■ **TASK REQUIREMENTS**: These entries are to be set down again exactly.

DATA PROVIDED section start

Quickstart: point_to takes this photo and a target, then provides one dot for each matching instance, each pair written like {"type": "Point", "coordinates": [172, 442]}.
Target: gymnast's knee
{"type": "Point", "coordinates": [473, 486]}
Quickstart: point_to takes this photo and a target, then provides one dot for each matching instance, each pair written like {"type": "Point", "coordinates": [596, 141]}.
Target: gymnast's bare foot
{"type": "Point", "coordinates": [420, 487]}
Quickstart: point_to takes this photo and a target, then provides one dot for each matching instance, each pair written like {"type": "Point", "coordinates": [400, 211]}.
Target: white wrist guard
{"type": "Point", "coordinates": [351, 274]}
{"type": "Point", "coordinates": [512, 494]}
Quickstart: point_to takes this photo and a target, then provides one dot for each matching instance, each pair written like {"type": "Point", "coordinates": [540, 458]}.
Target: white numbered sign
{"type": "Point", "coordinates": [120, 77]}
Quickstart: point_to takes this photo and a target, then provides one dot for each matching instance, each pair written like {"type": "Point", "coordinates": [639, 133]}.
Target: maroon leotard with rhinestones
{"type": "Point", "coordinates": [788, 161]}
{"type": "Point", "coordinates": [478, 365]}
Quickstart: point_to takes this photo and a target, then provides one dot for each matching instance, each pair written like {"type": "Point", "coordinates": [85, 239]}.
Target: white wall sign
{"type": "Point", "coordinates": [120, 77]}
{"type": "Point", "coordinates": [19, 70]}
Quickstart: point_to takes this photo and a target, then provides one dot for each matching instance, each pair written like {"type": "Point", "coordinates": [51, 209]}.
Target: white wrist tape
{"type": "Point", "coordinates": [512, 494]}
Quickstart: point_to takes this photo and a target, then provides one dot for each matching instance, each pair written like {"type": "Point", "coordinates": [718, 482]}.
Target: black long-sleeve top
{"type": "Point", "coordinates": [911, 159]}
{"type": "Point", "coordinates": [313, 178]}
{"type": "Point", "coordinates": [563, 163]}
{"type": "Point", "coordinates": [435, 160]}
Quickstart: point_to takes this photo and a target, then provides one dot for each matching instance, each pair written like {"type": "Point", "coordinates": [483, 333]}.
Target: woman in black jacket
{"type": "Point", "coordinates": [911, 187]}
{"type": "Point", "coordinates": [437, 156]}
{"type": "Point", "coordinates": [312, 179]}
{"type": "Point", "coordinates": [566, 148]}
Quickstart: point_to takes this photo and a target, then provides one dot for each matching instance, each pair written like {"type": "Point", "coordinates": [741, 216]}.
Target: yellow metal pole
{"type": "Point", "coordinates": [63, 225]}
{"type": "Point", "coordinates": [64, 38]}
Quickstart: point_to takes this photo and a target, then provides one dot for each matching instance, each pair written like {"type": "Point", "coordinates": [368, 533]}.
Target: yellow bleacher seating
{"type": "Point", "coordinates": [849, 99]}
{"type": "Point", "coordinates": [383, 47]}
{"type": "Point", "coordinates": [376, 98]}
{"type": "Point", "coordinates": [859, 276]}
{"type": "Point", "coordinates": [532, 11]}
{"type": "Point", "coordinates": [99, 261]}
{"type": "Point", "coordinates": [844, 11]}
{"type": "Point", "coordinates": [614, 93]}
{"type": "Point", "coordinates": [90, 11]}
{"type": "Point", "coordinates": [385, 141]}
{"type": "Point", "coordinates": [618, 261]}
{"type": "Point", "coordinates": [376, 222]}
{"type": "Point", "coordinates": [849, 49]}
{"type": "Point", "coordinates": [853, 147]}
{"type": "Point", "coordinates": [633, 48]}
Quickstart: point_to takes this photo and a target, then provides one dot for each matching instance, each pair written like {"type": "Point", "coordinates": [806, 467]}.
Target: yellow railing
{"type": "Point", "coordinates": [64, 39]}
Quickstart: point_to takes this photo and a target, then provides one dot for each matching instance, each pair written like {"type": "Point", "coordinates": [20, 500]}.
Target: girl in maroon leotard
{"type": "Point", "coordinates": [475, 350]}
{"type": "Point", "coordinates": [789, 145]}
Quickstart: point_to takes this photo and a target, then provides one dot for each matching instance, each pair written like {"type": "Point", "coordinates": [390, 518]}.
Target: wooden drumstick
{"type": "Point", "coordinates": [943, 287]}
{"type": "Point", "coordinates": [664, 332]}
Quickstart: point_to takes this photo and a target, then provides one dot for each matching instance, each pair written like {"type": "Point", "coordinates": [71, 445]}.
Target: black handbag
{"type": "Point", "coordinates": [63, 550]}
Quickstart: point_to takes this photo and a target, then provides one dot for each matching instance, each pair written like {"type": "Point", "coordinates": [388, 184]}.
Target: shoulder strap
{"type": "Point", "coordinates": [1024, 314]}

DATA PROVIDED section end

■ **RESULT OF THIS EXERCISE**:
Quickstart: point_to takes this photo and a target, then provides one dot for each matching instance, each pair written like {"type": "Point", "coordinates": [172, 442]}.
Target: gymnast's knee
{"type": "Point", "coordinates": [473, 486]}
Quickstart: point_to takes this photo and a target, then provides one dot for each matching instance, each pair written like {"type": "Point", "coordinates": [596, 141]}.
Target: gymnast's bare foot
{"type": "Point", "coordinates": [420, 487]}
Quickstart: point_to takes this photo and a target, then provides one dot for each matching instance, each pair written like {"type": "Point", "coordinates": [400, 211]}.
Target: white wrist guard
{"type": "Point", "coordinates": [351, 274]}
{"type": "Point", "coordinates": [512, 494]}
Quickstart: point_to takes this photo and a target, then provides one dot for each matching instance, each pair written like {"type": "Point", "coordinates": [540, 458]}.
Target: white numbered sign
{"type": "Point", "coordinates": [120, 77]}
Quickstart: point_to takes this photo and a target, then provides one dot for each matching instance, each pair written like {"type": "Point", "coordinates": [639, 133]}.
Target: maroon leotard with rhinestones
{"type": "Point", "coordinates": [788, 161]}
{"type": "Point", "coordinates": [478, 365]}
Quickstart: point_to takes this photo and a target, then provides one dot for each matching instance, each pair written like {"type": "Point", "coordinates": [85, 239]}.
Target: white wall sign
{"type": "Point", "coordinates": [120, 77]}
{"type": "Point", "coordinates": [19, 70]}
Quickstart: point_to takes this photo and a target, then provides one dot for each matching instance, each pair written like {"type": "Point", "coordinates": [51, 209]}.
Target: white wrist tape
{"type": "Point", "coordinates": [512, 494]}
Quickstart: point_to takes this photo and a target, then provides one dot for each matching instance, each pair written like {"type": "Point", "coordinates": [718, 482]}.
Target: black long-sleeve top
{"type": "Point", "coordinates": [911, 159]}
{"type": "Point", "coordinates": [313, 178]}
{"type": "Point", "coordinates": [563, 163]}
{"type": "Point", "coordinates": [435, 160]}
Quickstart: point_to takes this photo and a target, then provides one dot for each matching instance, each pair written like {"type": "Point", "coordinates": [483, 333]}.
Target: woman in black jacket
{"type": "Point", "coordinates": [911, 187]}
{"type": "Point", "coordinates": [437, 156]}
{"type": "Point", "coordinates": [312, 179]}
{"type": "Point", "coordinates": [566, 148]}
Quickstart: point_to takes this photo and a target, then provides one dot for each matching instance, each pair written like {"type": "Point", "coordinates": [741, 216]}.
Target: yellow metal pole
{"type": "Point", "coordinates": [63, 225]}
{"type": "Point", "coordinates": [64, 38]}
Quickstart: point_to takes this photo and a target, then provides one dot for each matching instance, each pair written like {"type": "Point", "coordinates": [368, 533]}.
Target: yellow bleacher seating
{"type": "Point", "coordinates": [849, 99]}
{"type": "Point", "coordinates": [383, 47]}
{"type": "Point", "coordinates": [376, 98]}
{"type": "Point", "coordinates": [859, 276]}
{"type": "Point", "coordinates": [532, 11]}
{"type": "Point", "coordinates": [99, 261]}
{"type": "Point", "coordinates": [844, 11]}
{"type": "Point", "coordinates": [614, 93]}
{"type": "Point", "coordinates": [90, 11]}
{"type": "Point", "coordinates": [385, 141]}
{"type": "Point", "coordinates": [618, 261]}
{"type": "Point", "coordinates": [376, 222]}
{"type": "Point", "coordinates": [849, 49]}
{"type": "Point", "coordinates": [853, 147]}
{"type": "Point", "coordinates": [633, 48]}
Quickstart: point_to takes this photo and a target, then provides one dot for each matching instance, each pair written like {"type": "Point", "coordinates": [806, 467]}.
Target: yellow railing
{"type": "Point", "coordinates": [64, 39]}
Quickstart: point_to takes this photo and a target, then provides one dot for each matching instance, each pair written like {"type": "Point", "coordinates": [20, 500]}.
Target: girl in maroon leotard
{"type": "Point", "coordinates": [475, 350]}
{"type": "Point", "coordinates": [789, 145]}
Quickstart: point_to takes this photo and a target, then provides one dot for each matching instance, each pair written like {"type": "Point", "coordinates": [390, 518]}.
Target: wooden drumstick
{"type": "Point", "coordinates": [943, 287]}
{"type": "Point", "coordinates": [664, 332]}
Quickstart: point_to takes this photo and a target, then provides one dot for each matching instance, each pair written like {"type": "Point", "coordinates": [71, 445]}.
Target: black handbag
{"type": "Point", "coordinates": [63, 550]}
Quickstart: point_to takes this photo and a target, then provides one dot for each matching instance, each pair written like {"type": "Point", "coordinates": [388, 184]}.
Target: shoulder strap
{"type": "Point", "coordinates": [1024, 314]}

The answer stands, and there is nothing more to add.